Excerpts from a dataset

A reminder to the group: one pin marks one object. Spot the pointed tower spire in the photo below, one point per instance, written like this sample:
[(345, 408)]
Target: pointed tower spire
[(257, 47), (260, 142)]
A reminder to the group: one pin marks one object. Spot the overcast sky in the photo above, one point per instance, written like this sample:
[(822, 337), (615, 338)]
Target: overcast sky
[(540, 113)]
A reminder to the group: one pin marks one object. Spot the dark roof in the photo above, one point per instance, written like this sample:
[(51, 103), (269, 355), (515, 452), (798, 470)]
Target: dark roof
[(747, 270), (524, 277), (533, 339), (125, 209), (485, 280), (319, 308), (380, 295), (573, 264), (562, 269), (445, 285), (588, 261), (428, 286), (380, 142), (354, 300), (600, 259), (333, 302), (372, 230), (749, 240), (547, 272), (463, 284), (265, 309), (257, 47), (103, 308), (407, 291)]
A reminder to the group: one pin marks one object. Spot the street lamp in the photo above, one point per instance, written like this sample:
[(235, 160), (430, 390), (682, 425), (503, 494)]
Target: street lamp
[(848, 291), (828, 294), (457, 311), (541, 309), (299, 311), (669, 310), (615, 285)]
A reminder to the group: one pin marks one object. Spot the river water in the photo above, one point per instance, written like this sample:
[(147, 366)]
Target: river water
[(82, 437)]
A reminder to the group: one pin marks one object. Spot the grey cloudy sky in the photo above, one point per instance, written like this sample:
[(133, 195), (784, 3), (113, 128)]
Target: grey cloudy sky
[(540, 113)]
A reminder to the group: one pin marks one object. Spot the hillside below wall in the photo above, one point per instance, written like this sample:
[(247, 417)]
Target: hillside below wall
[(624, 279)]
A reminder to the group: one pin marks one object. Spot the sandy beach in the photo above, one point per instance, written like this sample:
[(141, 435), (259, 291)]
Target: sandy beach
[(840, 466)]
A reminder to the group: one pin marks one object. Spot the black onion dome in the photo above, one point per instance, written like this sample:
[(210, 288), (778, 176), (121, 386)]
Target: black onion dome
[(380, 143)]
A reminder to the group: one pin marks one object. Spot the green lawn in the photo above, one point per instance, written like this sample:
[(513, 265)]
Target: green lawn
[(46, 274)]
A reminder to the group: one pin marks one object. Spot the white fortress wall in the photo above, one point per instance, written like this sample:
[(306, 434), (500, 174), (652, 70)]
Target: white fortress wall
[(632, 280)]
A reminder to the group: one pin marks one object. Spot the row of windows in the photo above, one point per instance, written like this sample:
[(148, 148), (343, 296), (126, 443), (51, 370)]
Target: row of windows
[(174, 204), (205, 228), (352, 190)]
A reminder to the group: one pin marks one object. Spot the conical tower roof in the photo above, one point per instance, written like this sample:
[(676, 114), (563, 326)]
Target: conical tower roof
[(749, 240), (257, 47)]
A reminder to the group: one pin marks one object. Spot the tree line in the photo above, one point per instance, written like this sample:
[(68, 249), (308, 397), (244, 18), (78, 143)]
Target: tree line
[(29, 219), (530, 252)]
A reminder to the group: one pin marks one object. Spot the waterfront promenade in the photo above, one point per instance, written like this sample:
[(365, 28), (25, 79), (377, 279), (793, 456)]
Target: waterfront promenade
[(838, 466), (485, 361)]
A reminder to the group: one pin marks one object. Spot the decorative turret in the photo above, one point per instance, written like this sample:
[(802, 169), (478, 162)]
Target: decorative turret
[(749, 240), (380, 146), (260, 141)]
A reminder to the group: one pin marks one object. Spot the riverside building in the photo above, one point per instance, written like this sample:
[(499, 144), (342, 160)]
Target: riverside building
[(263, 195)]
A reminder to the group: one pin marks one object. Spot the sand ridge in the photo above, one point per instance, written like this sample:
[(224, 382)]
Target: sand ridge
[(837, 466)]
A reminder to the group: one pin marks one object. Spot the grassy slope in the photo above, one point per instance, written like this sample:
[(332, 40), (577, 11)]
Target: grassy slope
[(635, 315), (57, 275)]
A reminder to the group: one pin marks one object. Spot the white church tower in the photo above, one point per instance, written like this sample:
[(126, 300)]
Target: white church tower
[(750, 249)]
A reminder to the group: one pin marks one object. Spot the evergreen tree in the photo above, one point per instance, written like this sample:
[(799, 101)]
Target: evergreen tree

● Task to complete:
Your response should hold the lines from the first line of the entries above through the line with "the river water", each retyped exactly, and nothing else.

● Solution:
A reminder to the group: one pin marks one object. Spot the pointed tower spire in the photo below, one point per instance, written like this sample:
[(345, 408)]
Target: pointed tower spire
[(257, 47), (260, 142)]
A reminder to the group: one pin marks one object. Spot the overcast sky in the photo above, one point per instance, written like this sample:
[(822, 337), (615, 338)]
Target: overcast sky
[(540, 113)]
A reminder to the group: one pin marks one object. Spot the dark roof in the photo above, one point per instance, written like this sample:
[(51, 103), (269, 355), (515, 452), (798, 470)]
Target: dark roof
[(747, 270), (524, 277), (533, 339), (125, 209), (485, 280), (319, 308), (380, 295), (573, 264), (562, 269), (445, 285), (588, 261), (428, 286), (380, 142), (354, 300), (600, 259), (333, 302), (372, 230), (749, 240), (547, 272), (463, 284), (265, 309), (257, 47), (103, 308), (407, 291)]
A reminder to the group: one pin marks one object. Spot the street lamp in the photo above, one point per instance, written like this sample:
[(235, 160), (430, 390), (682, 425), (503, 494)]
Target: street lamp
[(848, 291), (828, 294), (457, 311), (541, 309), (299, 311), (669, 310), (615, 285)]
A reminder to the group: one pin marks one object. Spot the river water in the photo above, one point per instance, written like this sample:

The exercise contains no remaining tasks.